= Beginning of Section =

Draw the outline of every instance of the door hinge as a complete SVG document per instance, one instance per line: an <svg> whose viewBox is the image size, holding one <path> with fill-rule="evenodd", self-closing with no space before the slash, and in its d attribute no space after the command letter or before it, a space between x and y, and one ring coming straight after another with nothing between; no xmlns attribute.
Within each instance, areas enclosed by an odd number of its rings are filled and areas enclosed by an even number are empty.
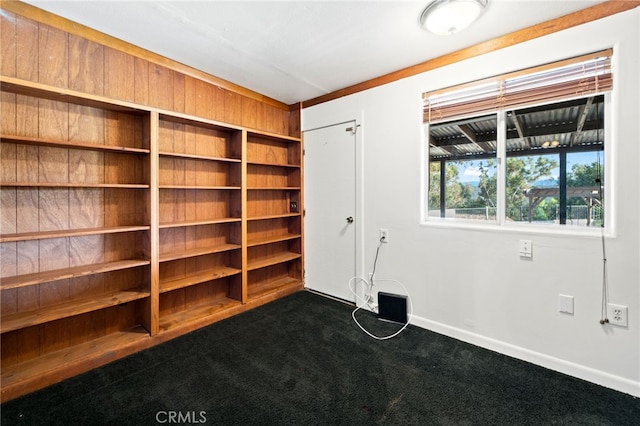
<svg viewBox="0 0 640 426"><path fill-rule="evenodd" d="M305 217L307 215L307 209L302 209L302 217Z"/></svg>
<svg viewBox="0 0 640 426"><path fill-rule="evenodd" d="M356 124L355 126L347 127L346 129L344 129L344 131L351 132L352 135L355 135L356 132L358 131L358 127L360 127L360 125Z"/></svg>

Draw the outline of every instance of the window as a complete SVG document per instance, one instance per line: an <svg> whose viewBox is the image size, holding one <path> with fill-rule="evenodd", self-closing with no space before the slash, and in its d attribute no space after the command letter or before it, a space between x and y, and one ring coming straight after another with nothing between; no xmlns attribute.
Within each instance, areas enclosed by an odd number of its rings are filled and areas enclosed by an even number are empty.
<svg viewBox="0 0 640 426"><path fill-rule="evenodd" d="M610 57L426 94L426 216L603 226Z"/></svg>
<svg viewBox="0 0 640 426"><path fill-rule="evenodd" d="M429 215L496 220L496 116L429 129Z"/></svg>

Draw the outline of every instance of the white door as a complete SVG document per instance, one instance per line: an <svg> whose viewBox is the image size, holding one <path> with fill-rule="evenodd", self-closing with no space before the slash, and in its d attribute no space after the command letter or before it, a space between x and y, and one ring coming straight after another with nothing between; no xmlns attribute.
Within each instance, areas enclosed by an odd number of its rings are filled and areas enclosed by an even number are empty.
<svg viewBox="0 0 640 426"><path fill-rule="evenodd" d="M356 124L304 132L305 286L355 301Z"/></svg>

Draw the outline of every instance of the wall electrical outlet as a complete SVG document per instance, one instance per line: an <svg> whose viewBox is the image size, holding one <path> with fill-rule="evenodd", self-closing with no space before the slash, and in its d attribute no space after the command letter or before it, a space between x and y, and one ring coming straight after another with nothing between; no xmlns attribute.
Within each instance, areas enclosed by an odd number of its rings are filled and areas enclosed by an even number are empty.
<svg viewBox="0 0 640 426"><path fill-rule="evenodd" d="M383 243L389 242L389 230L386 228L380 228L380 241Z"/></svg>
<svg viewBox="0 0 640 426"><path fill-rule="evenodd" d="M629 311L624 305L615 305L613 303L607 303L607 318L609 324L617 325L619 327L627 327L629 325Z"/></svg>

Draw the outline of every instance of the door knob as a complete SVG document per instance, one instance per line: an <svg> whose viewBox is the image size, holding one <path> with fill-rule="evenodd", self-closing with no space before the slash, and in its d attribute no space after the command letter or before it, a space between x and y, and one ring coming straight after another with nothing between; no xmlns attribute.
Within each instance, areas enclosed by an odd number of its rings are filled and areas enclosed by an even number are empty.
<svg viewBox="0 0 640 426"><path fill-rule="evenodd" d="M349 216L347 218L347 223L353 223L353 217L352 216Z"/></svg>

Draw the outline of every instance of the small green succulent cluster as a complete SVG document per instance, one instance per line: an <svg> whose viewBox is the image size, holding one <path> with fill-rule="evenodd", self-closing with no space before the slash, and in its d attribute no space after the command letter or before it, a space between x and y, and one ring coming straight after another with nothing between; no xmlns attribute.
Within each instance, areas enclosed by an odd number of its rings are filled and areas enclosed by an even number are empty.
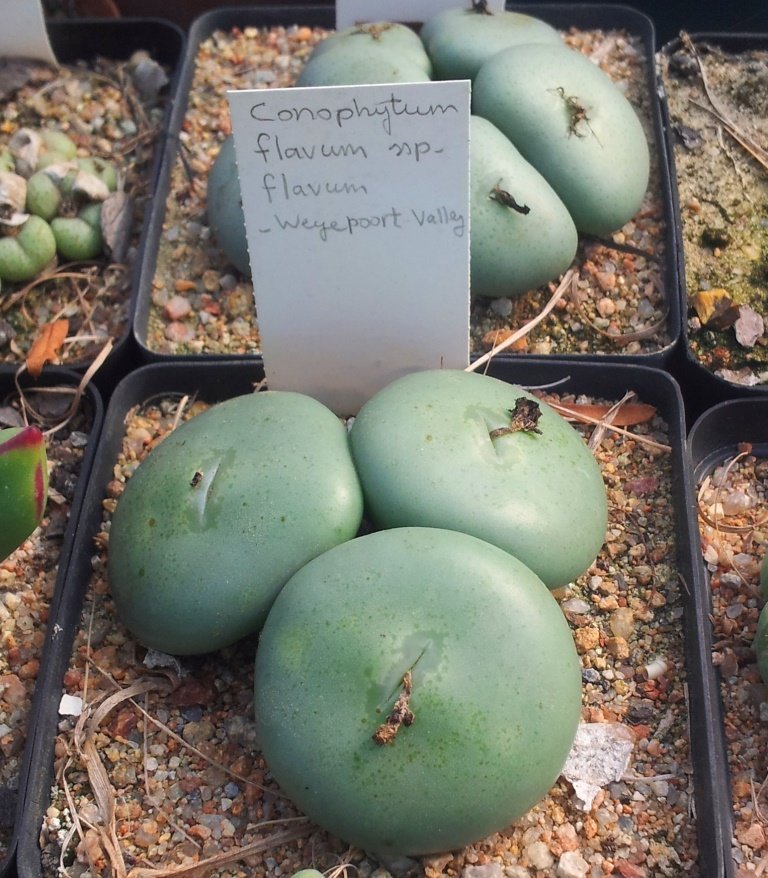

= End of Section =

→ THE TASK:
Transcribe the listing exactly; skip the pictures.

→ SOLUTION TO THIS TASK:
Draw the outline of every instance of the door hinge as a complete SVG document per instance, one instance per line: an <svg> whose viewBox is the image size, holding one <path> with fill-rule="evenodd", self-closing with no space before the slash, and in its d attribute no space after the command letter or before it, a space between x and y, and one ring coming straight after another with nothing between; no xmlns attribute.
Within each instance, areas enclosed by an odd number of its rings are filled and areas enclosed by an even number are empty.
<svg viewBox="0 0 640 426"><path fill-rule="evenodd" d="M305 217L307 215L307 209L302 209L302 217Z"/></svg>
<svg viewBox="0 0 640 426"><path fill-rule="evenodd" d="M356 124L355 126L347 127L346 129L344 129L344 131L351 132L352 135L355 135L356 132L358 131L358 127L360 127L360 125Z"/></svg>

Draw the outline of every instance of the window as a complete SVG document per instance, one instance per line: an <svg> whose viewBox is the image size, holding one <path> with fill-rule="evenodd", self-closing with no space before the slash, and in its d attribute no space after the command letter or before it, a space between x and y, and one ring coming straight after another with nothing between; no xmlns attribute.
Within each instance, areas enclosed by an odd number of its rings are filled and areas enclosed by an even number are empty.
<svg viewBox="0 0 640 426"><path fill-rule="evenodd" d="M610 57L426 94L426 216L603 226Z"/></svg>
<svg viewBox="0 0 640 426"><path fill-rule="evenodd" d="M429 215L496 220L496 116L429 129Z"/></svg>

Draw the outline of every instance of the white door as a complete SVG document per instance, one instance per line: an <svg> whose viewBox is the image size, holding one <path> with fill-rule="evenodd", self-closing with no space before the slash, and in its d attribute no space after the command letter or before it, a space between x and y, and one ring coming straight after another with nothing between; no xmlns attribute.
Within each instance, areas enclosed by an odd number of its rings are filled and areas enclosed by an even number are empty.
<svg viewBox="0 0 640 426"><path fill-rule="evenodd" d="M356 124L304 132L305 286L355 301Z"/></svg>

Draw the outline of every instance of the wall electrical outlet as a complete SVG document per instance, one instance per line: an <svg> whose viewBox is the image size, holding one <path> with fill-rule="evenodd", self-closing with no space before the slash, and in its d attribute no space after the command letter or before it, a space between x and y, and one ring coming straight after another with nothing between; no xmlns attribute.
Within each instance, areas enclosed by an odd number of its rings are filled and areas enclosed by an even number are empty.
<svg viewBox="0 0 640 426"><path fill-rule="evenodd" d="M383 243L389 242L389 230L386 228L380 228L380 241Z"/></svg>
<svg viewBox="0 0 640 426"><path fill-rule="evenodd" d="M629 311L624 305L615 305L613 303L607 303L607 318L609 324L617 325L619 327L627 327L629 325Z"/></svg>

Draw the outline of every instance of the door knob as a complete SVG document per instance, one instance per line: an <svg> whose viewBox is the image size, holding one <path> with fill-rule="evenodd", self-closing with no space before the slash, and in its d attribute no space after the command letter or before it, a space between x and y, and one ring coming straight after another with nothing between; no xmlns attribute.
Within each instance, areas enclosed by an odd number of its rings are filled and areas enclosed by an even number are empty.
<svg viewBox="0 0 640 426"><path fill-rule="evenodd" d="M349 216L347 218L347 223L353 223L353 217L352 216Z"/></svg>

Draw the outline of every instance of the small green succulent cluster as a complete SVG document per instance, one instance per line: an <svg> whose viewBox is the image size, holding one <path> with fill-rule="evenodd", self-closing with no space before the slash, and in its d attribute no space after the command letter or before it, a space between x and y, and one ring coming straight after another with nothing between; no xmlns attribute.
Within each instance, areas enclosed by an odd number of its rings are filled and areas enclosed by an even number are empty.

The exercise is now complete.